#### ROWS ####

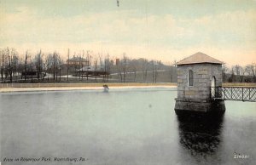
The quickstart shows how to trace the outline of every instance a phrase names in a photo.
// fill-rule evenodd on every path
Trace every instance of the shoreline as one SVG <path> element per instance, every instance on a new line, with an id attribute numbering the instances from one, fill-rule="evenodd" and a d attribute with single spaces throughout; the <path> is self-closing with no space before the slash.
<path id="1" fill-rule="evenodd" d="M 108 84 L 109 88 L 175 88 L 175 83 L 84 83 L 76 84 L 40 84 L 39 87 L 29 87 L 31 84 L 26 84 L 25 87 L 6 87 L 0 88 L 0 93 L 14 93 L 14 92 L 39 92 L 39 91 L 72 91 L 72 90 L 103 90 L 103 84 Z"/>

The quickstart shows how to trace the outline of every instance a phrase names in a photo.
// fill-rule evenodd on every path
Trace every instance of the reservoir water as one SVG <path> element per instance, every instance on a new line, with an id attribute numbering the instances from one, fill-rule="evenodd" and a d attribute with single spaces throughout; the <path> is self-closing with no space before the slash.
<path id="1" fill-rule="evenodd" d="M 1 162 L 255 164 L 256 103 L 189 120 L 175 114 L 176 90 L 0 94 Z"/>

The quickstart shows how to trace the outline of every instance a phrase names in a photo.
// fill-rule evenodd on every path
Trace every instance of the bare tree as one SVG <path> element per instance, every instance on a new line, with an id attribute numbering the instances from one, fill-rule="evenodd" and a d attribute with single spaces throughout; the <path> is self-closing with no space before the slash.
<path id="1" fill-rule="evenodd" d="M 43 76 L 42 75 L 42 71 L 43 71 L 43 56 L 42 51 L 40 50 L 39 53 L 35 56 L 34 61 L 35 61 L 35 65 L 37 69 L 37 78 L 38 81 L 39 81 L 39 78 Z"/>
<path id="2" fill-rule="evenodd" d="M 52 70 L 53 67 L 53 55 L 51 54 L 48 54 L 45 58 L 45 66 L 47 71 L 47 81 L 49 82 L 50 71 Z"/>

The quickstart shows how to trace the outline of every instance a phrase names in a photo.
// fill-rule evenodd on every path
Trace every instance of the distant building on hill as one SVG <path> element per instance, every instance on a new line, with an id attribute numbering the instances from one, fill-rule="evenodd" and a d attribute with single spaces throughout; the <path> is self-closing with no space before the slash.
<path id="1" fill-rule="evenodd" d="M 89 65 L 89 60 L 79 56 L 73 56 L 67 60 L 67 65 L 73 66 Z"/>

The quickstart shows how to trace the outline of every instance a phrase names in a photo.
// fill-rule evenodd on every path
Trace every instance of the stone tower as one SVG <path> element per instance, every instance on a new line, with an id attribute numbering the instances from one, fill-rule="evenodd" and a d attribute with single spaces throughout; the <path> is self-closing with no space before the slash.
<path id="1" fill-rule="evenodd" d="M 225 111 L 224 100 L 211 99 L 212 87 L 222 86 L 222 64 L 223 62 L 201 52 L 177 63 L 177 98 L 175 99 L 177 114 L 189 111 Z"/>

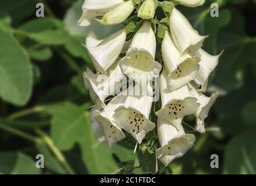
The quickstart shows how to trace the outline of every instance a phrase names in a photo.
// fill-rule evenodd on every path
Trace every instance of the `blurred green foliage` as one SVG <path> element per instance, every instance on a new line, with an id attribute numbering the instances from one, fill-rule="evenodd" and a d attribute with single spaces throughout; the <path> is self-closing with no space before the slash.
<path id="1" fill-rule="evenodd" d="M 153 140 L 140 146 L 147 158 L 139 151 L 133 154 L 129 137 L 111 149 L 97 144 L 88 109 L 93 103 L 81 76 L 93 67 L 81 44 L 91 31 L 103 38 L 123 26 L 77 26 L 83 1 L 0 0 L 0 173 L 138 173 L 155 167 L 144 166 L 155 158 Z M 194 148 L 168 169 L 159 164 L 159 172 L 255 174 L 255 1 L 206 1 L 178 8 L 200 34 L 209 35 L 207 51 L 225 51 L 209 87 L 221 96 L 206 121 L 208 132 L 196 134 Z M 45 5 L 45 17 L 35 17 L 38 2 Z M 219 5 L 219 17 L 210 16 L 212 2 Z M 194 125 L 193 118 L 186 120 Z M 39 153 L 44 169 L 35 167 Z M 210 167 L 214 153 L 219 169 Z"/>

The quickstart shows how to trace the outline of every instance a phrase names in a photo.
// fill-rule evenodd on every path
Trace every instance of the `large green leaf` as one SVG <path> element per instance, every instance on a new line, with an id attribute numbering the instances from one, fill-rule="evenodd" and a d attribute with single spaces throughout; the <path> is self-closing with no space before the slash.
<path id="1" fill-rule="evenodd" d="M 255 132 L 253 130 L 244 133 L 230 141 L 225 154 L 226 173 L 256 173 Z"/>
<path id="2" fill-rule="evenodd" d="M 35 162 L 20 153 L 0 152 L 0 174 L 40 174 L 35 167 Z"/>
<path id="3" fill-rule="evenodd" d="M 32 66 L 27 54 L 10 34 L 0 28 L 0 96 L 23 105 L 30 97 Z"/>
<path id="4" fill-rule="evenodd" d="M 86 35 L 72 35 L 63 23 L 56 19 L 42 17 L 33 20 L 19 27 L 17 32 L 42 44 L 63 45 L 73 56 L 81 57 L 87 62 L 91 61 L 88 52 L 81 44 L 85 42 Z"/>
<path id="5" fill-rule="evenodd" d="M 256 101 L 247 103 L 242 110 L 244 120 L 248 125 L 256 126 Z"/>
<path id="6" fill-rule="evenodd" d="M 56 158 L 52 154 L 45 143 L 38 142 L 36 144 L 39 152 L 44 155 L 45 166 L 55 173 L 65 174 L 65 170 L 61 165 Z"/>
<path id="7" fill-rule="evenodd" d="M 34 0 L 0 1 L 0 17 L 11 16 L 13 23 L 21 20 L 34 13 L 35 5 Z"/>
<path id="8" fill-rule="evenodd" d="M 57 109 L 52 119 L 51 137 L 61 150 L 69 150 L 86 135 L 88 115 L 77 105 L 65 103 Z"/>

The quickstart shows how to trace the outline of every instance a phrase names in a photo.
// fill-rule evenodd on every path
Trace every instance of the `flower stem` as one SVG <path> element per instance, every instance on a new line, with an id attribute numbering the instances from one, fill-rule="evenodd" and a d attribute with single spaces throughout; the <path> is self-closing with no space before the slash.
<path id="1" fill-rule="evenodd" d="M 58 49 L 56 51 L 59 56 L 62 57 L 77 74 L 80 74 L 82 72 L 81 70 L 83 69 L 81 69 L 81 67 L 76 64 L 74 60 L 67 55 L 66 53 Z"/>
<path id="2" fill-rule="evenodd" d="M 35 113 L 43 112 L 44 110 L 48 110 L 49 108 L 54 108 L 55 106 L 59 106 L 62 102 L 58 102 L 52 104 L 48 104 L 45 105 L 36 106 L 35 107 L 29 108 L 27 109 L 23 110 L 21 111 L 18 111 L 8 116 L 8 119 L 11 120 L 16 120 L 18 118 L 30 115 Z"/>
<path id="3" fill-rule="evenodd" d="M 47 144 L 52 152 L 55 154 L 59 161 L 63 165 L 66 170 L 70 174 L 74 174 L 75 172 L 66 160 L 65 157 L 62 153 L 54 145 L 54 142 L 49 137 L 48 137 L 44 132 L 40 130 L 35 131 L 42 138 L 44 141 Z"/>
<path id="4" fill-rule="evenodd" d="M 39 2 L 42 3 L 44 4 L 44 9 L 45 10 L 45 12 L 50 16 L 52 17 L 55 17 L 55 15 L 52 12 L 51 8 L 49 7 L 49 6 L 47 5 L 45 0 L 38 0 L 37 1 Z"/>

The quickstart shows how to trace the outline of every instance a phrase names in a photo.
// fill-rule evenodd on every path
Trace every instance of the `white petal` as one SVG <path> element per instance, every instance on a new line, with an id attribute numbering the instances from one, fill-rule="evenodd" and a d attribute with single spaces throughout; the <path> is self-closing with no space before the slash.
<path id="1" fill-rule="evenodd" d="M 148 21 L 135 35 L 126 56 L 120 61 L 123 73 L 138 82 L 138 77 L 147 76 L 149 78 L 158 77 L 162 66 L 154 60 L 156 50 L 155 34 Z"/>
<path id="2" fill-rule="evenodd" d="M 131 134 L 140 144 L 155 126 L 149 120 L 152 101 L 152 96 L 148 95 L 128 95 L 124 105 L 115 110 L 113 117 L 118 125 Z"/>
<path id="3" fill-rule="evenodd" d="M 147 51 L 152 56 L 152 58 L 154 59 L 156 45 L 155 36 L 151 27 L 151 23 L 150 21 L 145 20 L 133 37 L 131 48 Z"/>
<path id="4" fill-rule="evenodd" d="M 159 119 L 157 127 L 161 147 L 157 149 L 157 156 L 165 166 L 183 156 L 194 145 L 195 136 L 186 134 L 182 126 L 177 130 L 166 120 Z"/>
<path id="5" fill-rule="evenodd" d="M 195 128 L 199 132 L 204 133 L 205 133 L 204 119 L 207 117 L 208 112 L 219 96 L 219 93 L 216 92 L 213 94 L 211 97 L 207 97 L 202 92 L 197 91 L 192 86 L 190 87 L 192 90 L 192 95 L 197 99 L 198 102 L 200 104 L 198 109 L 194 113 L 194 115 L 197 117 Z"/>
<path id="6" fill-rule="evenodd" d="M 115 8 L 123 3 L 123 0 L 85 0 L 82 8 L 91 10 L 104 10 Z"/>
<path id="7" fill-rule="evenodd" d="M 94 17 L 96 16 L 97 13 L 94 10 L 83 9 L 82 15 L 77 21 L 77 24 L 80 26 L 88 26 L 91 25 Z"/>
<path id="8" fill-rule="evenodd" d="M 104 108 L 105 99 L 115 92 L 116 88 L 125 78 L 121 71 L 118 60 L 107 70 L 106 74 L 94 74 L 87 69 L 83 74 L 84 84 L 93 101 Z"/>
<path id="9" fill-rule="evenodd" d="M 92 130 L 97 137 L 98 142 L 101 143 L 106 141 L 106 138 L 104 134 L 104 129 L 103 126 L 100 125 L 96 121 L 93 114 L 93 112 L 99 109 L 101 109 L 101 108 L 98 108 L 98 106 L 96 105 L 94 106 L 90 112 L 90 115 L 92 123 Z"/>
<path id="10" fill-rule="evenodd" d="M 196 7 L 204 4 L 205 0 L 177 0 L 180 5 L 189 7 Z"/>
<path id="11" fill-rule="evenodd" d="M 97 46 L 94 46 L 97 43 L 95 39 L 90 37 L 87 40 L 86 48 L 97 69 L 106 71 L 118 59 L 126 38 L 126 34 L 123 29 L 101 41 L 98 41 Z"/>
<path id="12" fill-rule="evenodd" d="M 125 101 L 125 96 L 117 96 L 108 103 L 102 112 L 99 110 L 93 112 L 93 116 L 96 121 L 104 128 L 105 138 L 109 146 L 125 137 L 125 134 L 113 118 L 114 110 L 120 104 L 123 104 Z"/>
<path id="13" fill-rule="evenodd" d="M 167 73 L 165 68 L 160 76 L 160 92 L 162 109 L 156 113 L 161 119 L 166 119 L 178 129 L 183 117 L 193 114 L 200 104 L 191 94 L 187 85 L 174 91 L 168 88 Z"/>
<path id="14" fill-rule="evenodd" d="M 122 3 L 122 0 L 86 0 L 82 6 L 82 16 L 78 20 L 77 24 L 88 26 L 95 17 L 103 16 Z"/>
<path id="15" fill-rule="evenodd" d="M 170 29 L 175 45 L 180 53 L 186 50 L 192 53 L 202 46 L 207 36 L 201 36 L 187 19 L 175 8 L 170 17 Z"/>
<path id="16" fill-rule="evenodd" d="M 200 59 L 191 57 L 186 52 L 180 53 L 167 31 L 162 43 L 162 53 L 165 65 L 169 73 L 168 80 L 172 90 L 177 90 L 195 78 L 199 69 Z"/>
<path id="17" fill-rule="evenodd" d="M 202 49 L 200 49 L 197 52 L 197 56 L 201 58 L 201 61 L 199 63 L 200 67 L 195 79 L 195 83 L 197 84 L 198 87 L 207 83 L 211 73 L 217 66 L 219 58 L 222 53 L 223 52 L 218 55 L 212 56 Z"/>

####
#### ROWS ####

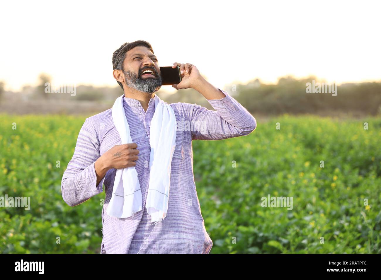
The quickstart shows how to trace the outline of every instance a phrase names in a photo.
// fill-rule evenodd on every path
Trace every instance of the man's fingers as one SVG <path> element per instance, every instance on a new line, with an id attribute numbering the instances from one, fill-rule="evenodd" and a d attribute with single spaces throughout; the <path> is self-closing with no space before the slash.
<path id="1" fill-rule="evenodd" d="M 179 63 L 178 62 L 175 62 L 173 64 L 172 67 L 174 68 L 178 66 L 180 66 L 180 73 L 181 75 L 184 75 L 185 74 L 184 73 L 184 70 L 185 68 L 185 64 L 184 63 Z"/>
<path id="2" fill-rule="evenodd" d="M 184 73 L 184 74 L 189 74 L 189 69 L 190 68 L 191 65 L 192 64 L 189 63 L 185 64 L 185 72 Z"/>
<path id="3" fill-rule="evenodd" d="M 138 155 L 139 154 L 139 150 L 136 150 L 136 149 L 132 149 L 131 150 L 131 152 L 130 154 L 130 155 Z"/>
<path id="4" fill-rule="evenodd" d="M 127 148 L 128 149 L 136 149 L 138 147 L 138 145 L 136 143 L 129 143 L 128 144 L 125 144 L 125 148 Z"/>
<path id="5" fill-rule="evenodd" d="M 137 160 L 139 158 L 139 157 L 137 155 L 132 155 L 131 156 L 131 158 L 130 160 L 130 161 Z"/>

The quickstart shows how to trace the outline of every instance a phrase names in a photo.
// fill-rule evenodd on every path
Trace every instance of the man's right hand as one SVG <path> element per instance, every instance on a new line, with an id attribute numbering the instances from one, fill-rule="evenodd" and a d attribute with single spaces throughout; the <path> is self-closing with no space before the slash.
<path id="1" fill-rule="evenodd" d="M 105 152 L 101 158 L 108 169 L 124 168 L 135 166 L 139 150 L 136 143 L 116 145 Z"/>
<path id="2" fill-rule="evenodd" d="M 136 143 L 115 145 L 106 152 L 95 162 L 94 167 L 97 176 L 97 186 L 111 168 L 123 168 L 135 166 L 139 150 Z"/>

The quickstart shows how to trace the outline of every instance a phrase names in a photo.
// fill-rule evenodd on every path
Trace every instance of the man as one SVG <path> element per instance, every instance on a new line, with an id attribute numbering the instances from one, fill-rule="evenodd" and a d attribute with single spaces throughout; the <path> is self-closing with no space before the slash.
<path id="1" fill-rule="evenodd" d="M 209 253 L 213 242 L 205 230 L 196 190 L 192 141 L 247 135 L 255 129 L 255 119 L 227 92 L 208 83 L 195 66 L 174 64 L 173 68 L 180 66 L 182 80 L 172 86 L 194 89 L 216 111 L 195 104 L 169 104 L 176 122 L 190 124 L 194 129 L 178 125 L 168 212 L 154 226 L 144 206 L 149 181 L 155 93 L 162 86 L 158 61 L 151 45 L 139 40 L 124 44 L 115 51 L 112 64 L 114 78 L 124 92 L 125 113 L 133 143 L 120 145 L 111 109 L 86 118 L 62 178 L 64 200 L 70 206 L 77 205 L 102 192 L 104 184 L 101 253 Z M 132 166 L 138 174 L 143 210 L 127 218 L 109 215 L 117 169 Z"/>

####

SET TASK
Filter the lines above, keeping each one that contains the word "fingers" with its case matching exactly.

ANSWER TO THIS EXERCISE
Trace every instance of the man's fingers as one SVG <path> element per instance, every instance on a new line, with an id attribute numbering the instances from one, fill-rule="evenodd" and a d attribute with single spaces throughout; the <path> is self-closing with no space before the slash.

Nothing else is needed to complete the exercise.